For checkpoints, set the value to checkpoints or use an absolute path. For loras, use loras. For embeddings, use embeddings. For vae, use vae. For controlnet, use controlnet. For upscale_models, use upscale_models. Add entries for any additional model types you use such as clip_vision, gligen, hypernetworks, or custom directories specific to certain nodes.

The paths can be relative to base_path or absolute. Relative paths keep the configuration cleaner when all your models live under one root directory. Absolute paths work better when models are scattered across multiple drives or locations.

Moving Existing Models

If you already have models in ComfyUI's internal folders, move them to your new external locations. Cut and paste from the internal models folder to your external directory, maintaining the same organizational structure.

After moving models, restart ComfyUI to load the new configuration. Open the manager and verify that your models appear in model listings. Load a workflow that uses one of your moved models to confirm the paths resolve correctly.

Keep the internal models folder structure intact but empty. Some custom nodes expect these folders to exist even if they contain no files. Deleting the folders entirely can cause errors during node loading.

Sharing Models Between Applications

External storage enables sharing your model library with other AI applications. Automatic1111, Forge, InvokeAI, and other tools can all reference the same external model directory. This eliminates duplicate downloads and keeps your entire model collection in one manageable location.

Configure each application to use your external directory. The configuration method varies between applications, but most support external model paths through config files or settings menus. Point all applications at the same directory structure for maximum efficiency.

When you download a new model, place it in your external directory once. All configured applications will see it immediately. This centralized approach simplifies model management and ensures your entire collection is protected in one location.

DATA LISTING:
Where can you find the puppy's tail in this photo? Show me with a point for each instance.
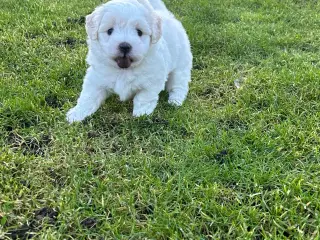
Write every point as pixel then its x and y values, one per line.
pixel 158 5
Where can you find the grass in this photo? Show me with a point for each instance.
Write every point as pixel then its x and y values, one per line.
pixel 232 163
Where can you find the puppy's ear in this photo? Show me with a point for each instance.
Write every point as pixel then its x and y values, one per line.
pixel 156 29
pixel 93 22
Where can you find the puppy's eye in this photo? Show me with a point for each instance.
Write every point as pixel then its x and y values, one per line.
pixel 110 31
pixel 140 33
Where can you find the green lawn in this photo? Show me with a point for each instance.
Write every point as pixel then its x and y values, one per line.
pixel 234 162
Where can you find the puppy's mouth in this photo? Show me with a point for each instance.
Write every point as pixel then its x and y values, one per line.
pixel 124 61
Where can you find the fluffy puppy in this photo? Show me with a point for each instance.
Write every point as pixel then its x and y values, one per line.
pixel 136 49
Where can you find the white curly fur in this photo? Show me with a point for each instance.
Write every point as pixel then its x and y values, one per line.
pixel 159 59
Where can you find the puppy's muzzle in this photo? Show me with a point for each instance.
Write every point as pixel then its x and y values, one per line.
pixel 125 48
pixel 124 61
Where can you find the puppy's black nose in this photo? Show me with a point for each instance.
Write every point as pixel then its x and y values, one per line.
pixel 125 47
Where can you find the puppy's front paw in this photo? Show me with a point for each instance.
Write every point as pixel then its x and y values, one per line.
pixel 145 109
pixel 75 115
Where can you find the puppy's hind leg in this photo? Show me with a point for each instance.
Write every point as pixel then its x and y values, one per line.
pixel 178 86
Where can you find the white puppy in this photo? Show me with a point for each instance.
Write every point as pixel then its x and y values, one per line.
pixel 136 49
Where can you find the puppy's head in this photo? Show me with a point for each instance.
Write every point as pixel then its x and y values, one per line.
pixel 125 30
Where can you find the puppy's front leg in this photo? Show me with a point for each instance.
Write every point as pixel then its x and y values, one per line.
pixel 145 102
pixel 90 99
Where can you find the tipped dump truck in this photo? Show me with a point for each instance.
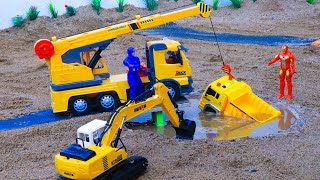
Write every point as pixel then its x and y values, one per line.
pixel 231 97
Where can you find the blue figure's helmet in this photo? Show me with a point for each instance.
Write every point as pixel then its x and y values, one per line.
pixel 130 50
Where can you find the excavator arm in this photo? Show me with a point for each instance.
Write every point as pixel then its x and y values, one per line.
pixel 105 160
pixel 184 128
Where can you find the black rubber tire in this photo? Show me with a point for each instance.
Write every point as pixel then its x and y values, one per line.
pixel 84 105
pixel 173 90
pixel 108 101
pixel 209 109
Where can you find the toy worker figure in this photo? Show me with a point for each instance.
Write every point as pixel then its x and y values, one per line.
pixel 133 64
pixel 287 69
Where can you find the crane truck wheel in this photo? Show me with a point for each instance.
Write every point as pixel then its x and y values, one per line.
pixel 79 105
pixel 173 90
pixel 107 101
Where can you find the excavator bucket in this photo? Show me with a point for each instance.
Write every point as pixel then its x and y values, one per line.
pixel 186 129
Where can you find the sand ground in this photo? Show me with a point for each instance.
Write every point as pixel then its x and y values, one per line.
pixel 28 153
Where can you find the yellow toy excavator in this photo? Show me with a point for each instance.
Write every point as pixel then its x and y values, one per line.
pixel 96 154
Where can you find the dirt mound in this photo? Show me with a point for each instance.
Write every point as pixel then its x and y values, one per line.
pixel 28 153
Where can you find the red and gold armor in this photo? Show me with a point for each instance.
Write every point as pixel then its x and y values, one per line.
pixel 286 71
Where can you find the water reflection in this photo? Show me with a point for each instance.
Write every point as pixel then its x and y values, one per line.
pixel 222 127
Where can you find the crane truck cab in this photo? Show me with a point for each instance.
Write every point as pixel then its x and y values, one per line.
pixel 79 77
pixel 84 89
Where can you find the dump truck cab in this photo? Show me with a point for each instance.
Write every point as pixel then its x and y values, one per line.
pixel 79 77
pixel 166 61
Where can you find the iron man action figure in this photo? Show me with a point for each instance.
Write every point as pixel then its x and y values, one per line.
pixel 287 69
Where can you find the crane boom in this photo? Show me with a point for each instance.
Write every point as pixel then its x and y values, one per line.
pixel 111 32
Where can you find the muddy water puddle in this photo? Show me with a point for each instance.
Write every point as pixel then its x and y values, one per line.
pixel 222 127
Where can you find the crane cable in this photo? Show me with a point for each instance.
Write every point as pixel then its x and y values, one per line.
pixel 215 35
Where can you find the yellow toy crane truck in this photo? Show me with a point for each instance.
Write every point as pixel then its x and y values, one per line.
pixel 96 154
pixel 79 78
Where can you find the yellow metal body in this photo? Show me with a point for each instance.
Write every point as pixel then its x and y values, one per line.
pixel 106 155
pixel 235 98
pixel 69 64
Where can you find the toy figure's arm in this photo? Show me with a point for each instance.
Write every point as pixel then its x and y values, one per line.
pixel 274 60
pixel 292 64
pixel 137 63
pixel 127 63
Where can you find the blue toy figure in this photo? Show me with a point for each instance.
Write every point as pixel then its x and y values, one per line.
pixel 133 64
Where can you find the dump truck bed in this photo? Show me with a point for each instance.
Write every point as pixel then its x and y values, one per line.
pixel 238 100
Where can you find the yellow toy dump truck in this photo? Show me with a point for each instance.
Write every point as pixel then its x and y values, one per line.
pixel 230 97
pixel 79 76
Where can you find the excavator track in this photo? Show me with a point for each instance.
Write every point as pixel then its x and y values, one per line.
pixel 129 168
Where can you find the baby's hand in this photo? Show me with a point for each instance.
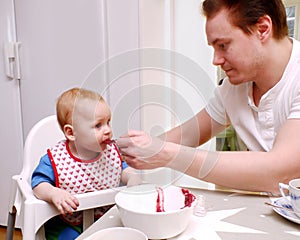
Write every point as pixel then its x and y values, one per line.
pixel 64 201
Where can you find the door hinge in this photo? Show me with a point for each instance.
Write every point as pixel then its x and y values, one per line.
pixel 12 60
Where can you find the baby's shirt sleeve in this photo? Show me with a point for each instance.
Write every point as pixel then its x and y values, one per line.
pixel 43 172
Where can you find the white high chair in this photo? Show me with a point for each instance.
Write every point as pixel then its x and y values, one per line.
pixel 32 213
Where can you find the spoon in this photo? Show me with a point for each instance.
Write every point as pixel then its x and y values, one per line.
pixel 281 207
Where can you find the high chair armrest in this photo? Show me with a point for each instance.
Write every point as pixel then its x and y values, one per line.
pixel 97 198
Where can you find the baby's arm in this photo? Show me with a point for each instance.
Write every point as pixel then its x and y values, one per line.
pixel 43 185
pixel 131 177
pixel 62 200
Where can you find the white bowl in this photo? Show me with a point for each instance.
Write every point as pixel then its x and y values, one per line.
pixel 116 233
pixel 138 209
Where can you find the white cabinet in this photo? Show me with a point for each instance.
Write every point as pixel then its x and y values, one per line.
pixel 96 44
pixel 62 43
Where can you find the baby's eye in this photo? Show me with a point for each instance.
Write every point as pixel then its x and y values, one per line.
pixel 222 46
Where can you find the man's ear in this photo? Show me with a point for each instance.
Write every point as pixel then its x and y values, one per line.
pixel 68 131
pixel 264 27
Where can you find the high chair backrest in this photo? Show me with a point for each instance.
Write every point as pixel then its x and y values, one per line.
pixel 42 136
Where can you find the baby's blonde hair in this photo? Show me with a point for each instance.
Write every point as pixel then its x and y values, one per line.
pixel 66 103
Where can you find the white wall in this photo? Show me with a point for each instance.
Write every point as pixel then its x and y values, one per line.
pixel 182 77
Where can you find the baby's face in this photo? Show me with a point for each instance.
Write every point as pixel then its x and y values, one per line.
pixel 91 126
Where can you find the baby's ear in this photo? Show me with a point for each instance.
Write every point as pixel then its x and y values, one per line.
pixel 68 131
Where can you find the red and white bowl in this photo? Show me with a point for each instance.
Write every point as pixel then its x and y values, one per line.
pixel 138 208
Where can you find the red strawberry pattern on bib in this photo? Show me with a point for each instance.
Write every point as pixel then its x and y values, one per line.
pixel 77 176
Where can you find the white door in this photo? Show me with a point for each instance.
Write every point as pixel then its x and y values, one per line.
pixel 63 44
pixel 10 121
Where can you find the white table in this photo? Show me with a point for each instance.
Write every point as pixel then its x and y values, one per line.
pixel 230 216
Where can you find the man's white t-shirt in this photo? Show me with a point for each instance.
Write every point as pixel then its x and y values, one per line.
pixel 257 126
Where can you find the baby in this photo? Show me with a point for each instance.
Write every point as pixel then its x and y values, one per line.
pixel 87 160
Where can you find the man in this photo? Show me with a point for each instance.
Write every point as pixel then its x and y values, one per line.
pixel 260 98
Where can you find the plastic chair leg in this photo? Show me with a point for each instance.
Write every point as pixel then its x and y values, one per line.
pixel 11 224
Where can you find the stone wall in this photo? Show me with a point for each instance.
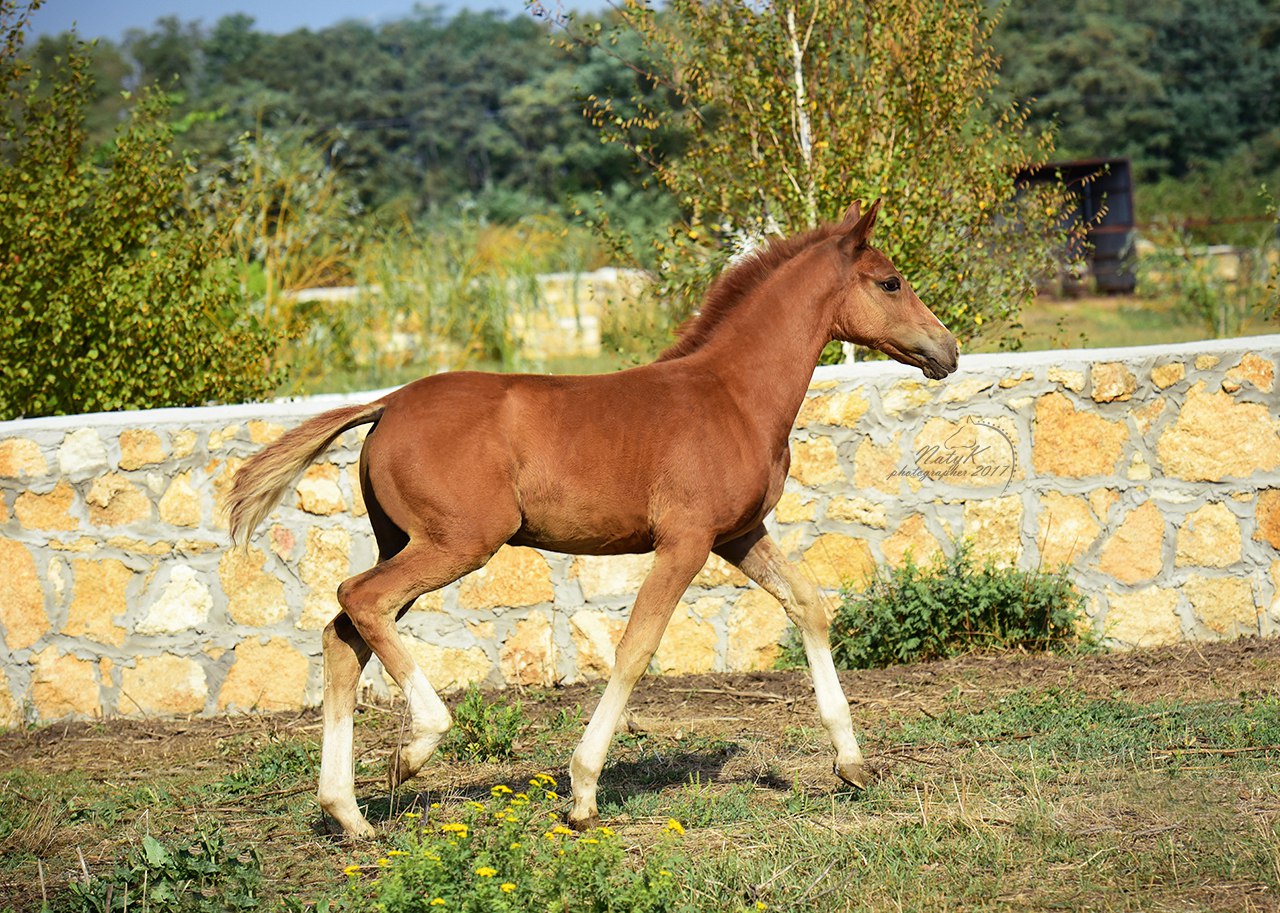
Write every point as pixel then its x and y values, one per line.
pixel 1153 473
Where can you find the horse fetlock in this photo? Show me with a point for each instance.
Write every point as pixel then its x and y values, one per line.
pixel 853 772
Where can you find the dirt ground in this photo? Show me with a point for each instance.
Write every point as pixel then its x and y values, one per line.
pixel 690 719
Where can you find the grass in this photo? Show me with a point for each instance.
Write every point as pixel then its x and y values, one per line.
pixel 1056 784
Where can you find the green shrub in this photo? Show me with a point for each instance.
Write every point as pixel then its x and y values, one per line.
pixel 513 854
pixel 952 606
pixel 204 876
pixel 114 293
pixel 484 731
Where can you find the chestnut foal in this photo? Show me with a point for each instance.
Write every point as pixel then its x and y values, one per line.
pixel 682 457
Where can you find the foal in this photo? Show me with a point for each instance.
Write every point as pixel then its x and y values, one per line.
pixel 682 457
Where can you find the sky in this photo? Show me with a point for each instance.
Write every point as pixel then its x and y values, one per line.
pixel 113 18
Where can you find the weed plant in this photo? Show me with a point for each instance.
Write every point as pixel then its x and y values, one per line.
pixel 952 606
pixel 513 854
pixel 206 875
pixel 484 731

SET OF TASKS:
**a)** Answer these questions about the text on external model storage, using only what it states:
(i) What value should be set for loras?
(ii) Why should the internal models folders be kept even when they are empty?
(iii) Which three applications does the text name as able to reference the same external model directory?
**b)** Copy the lines of the records word for word, beginning at the line containing "Where can you find the weed" and continuing through the last line of the records.

SET OF ANSWERS:
**a)**
(i) The value is loras.
(ii) Some custom nodes expect these folders to exist even if they contain no files, and deleting them entirely can cause errors during node loading.
(iii) Automatic1111, Forge, and InvokeAI.

**b)**
Where can you find the weed plant in this photo? Show me with a point for each instance.
Write every point as pixel then its x and y values, one per line.
pixel 952 606
pixel 513 854
pixel 206 875
pixel 484 731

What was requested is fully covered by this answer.